Write out every line of the material exactly as it appears.

→ **Exercise material**
================
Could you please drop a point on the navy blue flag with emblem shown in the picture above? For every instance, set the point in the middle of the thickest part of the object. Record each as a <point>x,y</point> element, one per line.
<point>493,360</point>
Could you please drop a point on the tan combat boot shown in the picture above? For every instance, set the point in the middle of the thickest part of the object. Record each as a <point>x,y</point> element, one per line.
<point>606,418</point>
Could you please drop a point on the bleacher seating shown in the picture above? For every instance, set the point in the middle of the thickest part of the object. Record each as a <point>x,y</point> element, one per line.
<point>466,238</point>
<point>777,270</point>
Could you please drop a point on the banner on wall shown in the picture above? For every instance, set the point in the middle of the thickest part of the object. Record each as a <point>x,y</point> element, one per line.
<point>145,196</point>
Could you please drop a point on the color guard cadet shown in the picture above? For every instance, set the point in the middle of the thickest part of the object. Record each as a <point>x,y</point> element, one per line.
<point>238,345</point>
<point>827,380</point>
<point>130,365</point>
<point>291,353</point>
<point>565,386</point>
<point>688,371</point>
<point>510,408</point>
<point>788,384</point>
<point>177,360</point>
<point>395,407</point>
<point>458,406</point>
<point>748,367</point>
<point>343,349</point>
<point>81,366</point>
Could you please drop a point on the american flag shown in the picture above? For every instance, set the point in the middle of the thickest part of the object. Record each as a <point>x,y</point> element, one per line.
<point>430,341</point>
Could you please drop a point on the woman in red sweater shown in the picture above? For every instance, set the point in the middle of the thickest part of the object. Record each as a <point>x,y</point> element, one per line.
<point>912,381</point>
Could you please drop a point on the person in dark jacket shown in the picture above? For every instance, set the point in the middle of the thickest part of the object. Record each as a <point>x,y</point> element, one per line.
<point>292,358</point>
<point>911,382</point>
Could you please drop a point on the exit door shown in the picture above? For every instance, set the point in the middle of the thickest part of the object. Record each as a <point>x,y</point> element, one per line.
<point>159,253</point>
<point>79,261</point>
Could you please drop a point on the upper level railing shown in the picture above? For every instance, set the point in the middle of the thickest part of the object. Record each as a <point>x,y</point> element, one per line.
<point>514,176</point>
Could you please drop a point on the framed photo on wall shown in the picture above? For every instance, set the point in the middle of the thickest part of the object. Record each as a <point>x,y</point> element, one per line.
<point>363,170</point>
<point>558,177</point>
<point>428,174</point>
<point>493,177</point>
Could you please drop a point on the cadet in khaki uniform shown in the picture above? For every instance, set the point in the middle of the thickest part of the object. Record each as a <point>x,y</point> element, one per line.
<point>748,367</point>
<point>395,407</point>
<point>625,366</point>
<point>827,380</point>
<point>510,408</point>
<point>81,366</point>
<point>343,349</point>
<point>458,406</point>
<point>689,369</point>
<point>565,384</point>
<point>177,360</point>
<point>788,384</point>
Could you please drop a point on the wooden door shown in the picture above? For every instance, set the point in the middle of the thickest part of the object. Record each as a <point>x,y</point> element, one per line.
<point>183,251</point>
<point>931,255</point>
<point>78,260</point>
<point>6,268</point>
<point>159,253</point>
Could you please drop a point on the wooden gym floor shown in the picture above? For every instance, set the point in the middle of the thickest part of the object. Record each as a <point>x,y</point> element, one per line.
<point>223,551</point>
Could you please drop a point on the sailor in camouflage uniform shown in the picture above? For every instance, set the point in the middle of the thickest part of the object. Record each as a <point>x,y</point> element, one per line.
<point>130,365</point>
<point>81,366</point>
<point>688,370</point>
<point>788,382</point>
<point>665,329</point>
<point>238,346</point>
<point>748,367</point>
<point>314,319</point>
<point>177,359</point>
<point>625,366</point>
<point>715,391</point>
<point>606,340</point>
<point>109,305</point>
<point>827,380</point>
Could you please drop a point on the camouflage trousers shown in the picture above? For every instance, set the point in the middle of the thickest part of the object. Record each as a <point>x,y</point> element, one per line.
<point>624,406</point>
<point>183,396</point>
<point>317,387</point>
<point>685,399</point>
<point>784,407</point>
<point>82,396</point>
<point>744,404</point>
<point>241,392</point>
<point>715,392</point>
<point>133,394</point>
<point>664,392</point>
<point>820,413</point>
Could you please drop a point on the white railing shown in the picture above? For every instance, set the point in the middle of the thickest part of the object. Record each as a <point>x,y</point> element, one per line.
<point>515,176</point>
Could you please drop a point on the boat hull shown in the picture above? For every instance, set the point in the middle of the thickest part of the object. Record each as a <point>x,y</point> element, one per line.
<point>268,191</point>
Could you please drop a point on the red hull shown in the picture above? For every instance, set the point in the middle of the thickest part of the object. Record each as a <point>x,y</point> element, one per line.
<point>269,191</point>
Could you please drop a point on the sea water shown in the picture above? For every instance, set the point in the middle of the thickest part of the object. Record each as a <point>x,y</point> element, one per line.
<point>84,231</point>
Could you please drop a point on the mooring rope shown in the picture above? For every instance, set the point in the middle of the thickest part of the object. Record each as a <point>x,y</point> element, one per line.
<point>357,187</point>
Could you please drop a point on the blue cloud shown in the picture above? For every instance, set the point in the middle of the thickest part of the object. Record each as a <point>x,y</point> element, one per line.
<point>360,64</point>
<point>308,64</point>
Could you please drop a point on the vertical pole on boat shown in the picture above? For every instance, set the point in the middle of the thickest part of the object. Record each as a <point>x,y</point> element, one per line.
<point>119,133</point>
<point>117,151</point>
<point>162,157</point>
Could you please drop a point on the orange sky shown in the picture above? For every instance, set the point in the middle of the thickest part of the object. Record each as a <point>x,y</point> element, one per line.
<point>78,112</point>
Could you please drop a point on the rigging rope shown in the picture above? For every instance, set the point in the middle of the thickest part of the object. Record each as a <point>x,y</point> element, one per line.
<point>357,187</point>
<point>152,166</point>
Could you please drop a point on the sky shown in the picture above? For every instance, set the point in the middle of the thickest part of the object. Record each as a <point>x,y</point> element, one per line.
================
→ **Output of the exercise**
Could you please drop a point on the navy blue flag with emblem shown in the picture above? For every instance, set the point in the middle of the thickest part of the object. Record each as a <point>x,y</point> element, one per line.
<point>493,360</point>
Could you please drop a point on the tan combat boot shown in the picture above? For every instance, set the point in the middle of the thickest part of the object. Record each as a <point>x,y</point> element, one per line.
<point>606,418</point>
Could you please drop a point on the bleacher seating shown in the picture above? For every instance, set the point in the middle of the thickest part of the object. Record each as a <point>x,y</point> element, one per line.
<point>466,238</point>
<point>777,270</point>
Could you please drop a point on the banner on wall shown in the picture above? For every instance, set the point in the middle of the thickest part of the object. Record each as a <point>x,y</point> element, one per line.
<point>145,196</point>
Could you please drop a point on the color guard cadet shown in the picture above? For every instance, set the point in the middle of the thickest part of the object. Record each as a <point>x,y</point> element, one per line.
<point>238,345</point>
<point>827,380</point>
<point>130,365</point>
<point>291,353</point>
<point>565,386</point>
<point>688,371</point>
<point>510,408</point>
<point>788,384</point>
<point>177,360</point>
<point>395,407</point>
<point>458,406</point>
<point>748,367</point>
<point>343,349</point>
<point>81,366</point>
Could you please drop a point on the american flag shown in the picture above? For every instance, set the point in the middle of the thickest part of the object. Record each as a <point>x,y</point> element, one per line.
<point>430,341</point>
Could you please drop a point on the woman in red sweater shown in the picture above? For every instance, set the point in the middle of the thickest part of the object. Record each as a <point>x,y</point> element, one per line.
<point>912,381</point>
Could you please drop a point on the person in dark jacket shown in the picture above? For every instance, set the point in the middle of the thickest part of the object. Record each as a <point>x,y</point> element, one per line.
<point>292,358</point>
<point>911,382</point>
Could you please drop a point on the exit door shown in the picture above? For every instance, set the point in the middle of the thickest part of the object. Record each as a <point>x,y</point> element, one per line.
<point>159,253</point>
<point>79,261</point>
Could you please drop a point on the upper level railing shown in the picture above? For every instance, set the point in the middle of the thickest part of the object. Record each as a <point>x,y</point> element, one per line.
<point>514,176</point>
Could you please drop a point on the framed photo on wall shown in the picture above? For every instance, set the point in the middle of the thickest part of the object. Record each as a <point>x,y</point> element, one per line.
<point>363,170</point>
<point>558,177</point>
<point>428,174</point>
<point>493,177</point>
Could you please drop a point on the cadet in khaki uniform shown in the picture above? For every instance, set the point in the middle of the thickest part of the object. Record each as a <point>x,y</point> element, one per line.
<point>748,367</point>
<point>395,407</point>
<point>625,366</point>
<point>827,380</point>
<point>510,408</point>
<point>81,366</point>
<point>343,349</point>
<point>458,406</point>
<point>689,369</point>
<point>565,384</point>
<point>177,360</point>
<point>788,384</point>
Could you please drop a point on the wooden door shown in the picture above? For every instance, set the point in the middle of the thickest part of the object. Record each as a <point>x,y</point> element, one per line.
<point>183,251</point>
<point>931,255</point>
<point>78,260</point>
<point>6,268</point>
<point>159,253</point>
Could you please drop a point on the wooden gym floor shown in the picture above? For every instance, set the point in the middle of the thickest part of the object. Record each as a <point>x,y</point> element, one per line.
<point>223,551</point>
Could you please drop a point on the sailor in camouflage uniform shown in the picture above? For every instance, set the point in the middle of the thickest part of the object. Record each as a <point>x,y</point> element, one per line.
<point>130,365</point>
<point>81,366</point>
<point>688,370</point>
<point>788,382</point>
<point>665,329</point>
<point>238,346</point>
<point>748,367</point>
<point>314,319</point>
<point>177,359</point>
<point>625,366</point>
<point>715,391</point>
<point>606,340</point>
<point>109,305</point>
<point>827,380</point>
Could you please drop a point on the camouflage trousers shown in the picture above? For every instance, set the point in the middle of the thickest part of the object. Record each as a <point>x,y</point> element, one per line.
<point>624,406</point>
<point>183,396</point>
<point>317,387</point>
<point>685,399</point>
<point>784,407</point>
<point>82,396</point>
<point>744,404</point>
<point>241,392</point>
<point>715,392</point>
<point>133,394</point>
<point>664,392</point>
<point>820,413</point>
Could you please drop a point on the white railing shown in the picture above? For every instance, set the point in the middle of the thickest part of the object. Record each as a <point>x,y</point> element, one per line.
<point>515,176</point>
Could you please drop a point on the boat hull shown in the picture above? For every instance, set the point in the middle of the thickest part of the object. Record each as a <point>x,y</point> element, one per line.
<point>268,191</point>
Could you please drop a point on the red hull shown in the picture above? For every instance, set the point in the middle of the thickest part of the object. Record each as a <point>x,y</point> element, one per line.
<point>269,191</point>
Could you please drop a point on the sea water shown in the picture above? For every instance, set the point in the middle of the thickest part of the object. Record each as a <point>x,y</point> element, one per line.
<point>84,231</point>
Could you please drop a point on the mooring rope shown in the picture above? For every instance, set the point in the middle of the thickest part of the object. Record each as a <point>x,y</point> element, one per line.
<point>357,187</point>
Could you please drop a point on the blue cloud shown in the picture above? For every instance, set the point in the middle of the thickest part of the object. Record each as a <point>x,y</point> element, one per line.
<point>360,64</point>
<point>308,64</point>
Could you please drop a point on the vertical pole on boat shown in the picture above? For every instance, set the point in the middle of the thickest part of the object. Record each as a <point>x,y</point> element, one per line.
<point>119,133</point>
<point>117,151</point>
<point>162,157</point>
Could you please drop a point on the orange sky shown in the picture above? For every instance, set the point in the middle of the thickest part of the object. Record each as a <point>x,y</point> element, one per line.
<point>78,112</point>
Could you please drop a point on the rigging rope shown in the picture above? For every instance, set the point in the middle of the thickest part of the object. Record each as a <point>x,y</point> element, one per line.
<point>357,187</point>
<point>152,166</point>
Could you please drop a point on the sky shown in the picture above? For every instance, set the point in the middle of the thickest part of the object. Record each as a <point>x,y</point> element, one per line.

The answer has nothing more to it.